Exercise directions: Where the word "pool" shows up in the entries below, please copy the whole line.

Records from a data collection
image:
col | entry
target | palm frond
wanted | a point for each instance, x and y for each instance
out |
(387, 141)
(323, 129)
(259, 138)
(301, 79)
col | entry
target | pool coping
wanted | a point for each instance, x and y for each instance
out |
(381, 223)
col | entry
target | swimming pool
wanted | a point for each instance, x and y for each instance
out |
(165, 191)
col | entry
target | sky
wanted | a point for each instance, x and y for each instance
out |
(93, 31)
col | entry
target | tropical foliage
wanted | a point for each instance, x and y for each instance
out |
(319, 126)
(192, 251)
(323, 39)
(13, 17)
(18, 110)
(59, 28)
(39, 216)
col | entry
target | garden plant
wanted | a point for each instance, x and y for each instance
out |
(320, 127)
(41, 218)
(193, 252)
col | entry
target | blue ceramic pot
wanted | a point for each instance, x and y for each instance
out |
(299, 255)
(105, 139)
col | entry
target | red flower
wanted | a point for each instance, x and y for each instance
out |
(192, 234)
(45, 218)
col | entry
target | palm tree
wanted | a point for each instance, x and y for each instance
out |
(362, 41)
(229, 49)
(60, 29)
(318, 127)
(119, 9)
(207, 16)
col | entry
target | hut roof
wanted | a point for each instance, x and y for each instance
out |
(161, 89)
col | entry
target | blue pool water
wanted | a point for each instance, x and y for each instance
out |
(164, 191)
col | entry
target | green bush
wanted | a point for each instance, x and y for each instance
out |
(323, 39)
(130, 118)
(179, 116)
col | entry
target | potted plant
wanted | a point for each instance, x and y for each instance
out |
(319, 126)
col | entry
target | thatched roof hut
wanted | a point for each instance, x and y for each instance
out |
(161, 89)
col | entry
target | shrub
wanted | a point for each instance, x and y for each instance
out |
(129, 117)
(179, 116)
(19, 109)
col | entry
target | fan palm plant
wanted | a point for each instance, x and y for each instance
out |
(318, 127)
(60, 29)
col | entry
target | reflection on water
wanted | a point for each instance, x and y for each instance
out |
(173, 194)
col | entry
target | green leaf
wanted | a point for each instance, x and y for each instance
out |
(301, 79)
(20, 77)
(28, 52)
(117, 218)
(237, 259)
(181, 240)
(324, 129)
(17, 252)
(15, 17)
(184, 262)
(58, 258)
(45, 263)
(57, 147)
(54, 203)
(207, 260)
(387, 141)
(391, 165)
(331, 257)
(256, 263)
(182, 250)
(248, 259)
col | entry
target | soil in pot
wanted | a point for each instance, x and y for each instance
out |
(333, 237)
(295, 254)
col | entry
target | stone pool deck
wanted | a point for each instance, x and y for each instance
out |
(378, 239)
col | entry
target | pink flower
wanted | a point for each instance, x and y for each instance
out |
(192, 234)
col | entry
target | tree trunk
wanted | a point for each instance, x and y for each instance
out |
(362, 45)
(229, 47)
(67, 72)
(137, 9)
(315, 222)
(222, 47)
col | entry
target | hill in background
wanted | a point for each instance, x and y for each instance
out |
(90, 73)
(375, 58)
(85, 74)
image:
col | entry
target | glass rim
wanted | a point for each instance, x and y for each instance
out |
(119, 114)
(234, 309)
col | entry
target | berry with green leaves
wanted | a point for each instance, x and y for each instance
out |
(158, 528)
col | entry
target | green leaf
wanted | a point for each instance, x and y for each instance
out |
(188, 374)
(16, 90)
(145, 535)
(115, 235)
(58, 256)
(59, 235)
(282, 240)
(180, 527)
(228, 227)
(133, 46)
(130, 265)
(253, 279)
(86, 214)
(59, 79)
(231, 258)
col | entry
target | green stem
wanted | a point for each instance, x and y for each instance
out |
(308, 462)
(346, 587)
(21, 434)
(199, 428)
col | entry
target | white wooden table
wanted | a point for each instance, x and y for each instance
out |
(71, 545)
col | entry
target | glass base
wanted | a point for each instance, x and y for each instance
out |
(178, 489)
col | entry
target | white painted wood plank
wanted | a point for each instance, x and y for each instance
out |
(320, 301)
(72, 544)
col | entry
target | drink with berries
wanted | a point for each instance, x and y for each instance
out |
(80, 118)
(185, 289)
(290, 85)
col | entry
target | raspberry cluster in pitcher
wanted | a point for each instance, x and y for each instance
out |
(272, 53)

Reply:
target | pool coping
target | swimming pool
target | blue pool water
target | stone pool deck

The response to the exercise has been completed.